┌─ DATA IN THIS EXERCISE
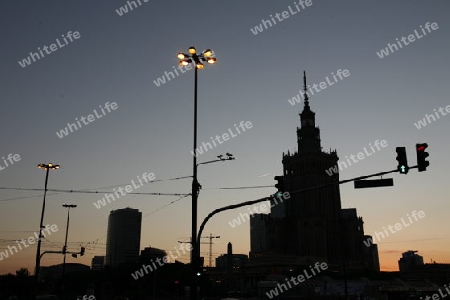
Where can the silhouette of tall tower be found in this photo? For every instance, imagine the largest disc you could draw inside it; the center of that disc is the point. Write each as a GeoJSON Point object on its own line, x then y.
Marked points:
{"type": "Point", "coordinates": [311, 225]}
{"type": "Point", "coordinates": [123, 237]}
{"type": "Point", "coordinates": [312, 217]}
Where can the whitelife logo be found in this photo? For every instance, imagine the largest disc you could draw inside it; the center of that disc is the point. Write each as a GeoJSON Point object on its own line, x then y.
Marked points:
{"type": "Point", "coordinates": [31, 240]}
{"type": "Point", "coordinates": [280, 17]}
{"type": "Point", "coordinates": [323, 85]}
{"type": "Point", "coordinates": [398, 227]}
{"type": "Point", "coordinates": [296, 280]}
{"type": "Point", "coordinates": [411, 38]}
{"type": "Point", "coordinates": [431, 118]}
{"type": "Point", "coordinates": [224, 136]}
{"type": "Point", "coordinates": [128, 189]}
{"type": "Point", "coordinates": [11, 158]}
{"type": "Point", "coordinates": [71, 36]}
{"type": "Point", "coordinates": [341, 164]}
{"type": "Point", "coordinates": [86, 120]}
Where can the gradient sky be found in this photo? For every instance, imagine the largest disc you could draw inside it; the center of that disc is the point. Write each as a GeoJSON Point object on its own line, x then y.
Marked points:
└─
┌─ DATA IN THIS EXERCISE
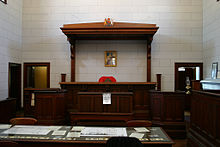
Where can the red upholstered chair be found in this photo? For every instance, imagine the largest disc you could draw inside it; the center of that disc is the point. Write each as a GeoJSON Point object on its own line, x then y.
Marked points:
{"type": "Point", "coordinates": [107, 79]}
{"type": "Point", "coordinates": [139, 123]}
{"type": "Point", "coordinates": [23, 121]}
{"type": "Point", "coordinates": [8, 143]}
└─
┌─ DATA IN THIS EXERCISE
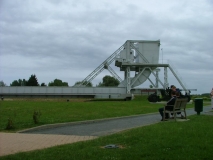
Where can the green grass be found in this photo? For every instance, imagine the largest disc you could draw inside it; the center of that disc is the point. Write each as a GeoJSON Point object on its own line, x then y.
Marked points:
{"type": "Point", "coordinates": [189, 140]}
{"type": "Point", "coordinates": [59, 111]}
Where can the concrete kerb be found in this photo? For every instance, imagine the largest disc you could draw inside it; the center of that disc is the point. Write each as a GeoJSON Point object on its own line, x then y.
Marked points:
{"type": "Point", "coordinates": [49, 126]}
└─
** EXERCISE PROMPT **
Starting at the line above that holds "Where can the silhouette" and ending at the line that holds "Where can the whitelife", transcribe each line exactly and include no other lines.

** ANSWER SECTION **
Where can the silhouette of tall tower be found in this photo? For every instance, imagine the largest disc you could draw inside it; the center of that disc is the point. Write each as a GeoJSON Point object on its own line, x then y.
Marked points:
{"type": "Point", "coordinates": [311, 225]}
{"type": "Point", "coordinates": [123, 237]}
{"type": "Point", "coordinates": [312, 217]}
Where can the whitelife logo be found in this photo? For every instance, imagine the largest disc you could draw inside it; the center of that disc is the point. Write each as a GeoJSON Point object on its own line, x then y.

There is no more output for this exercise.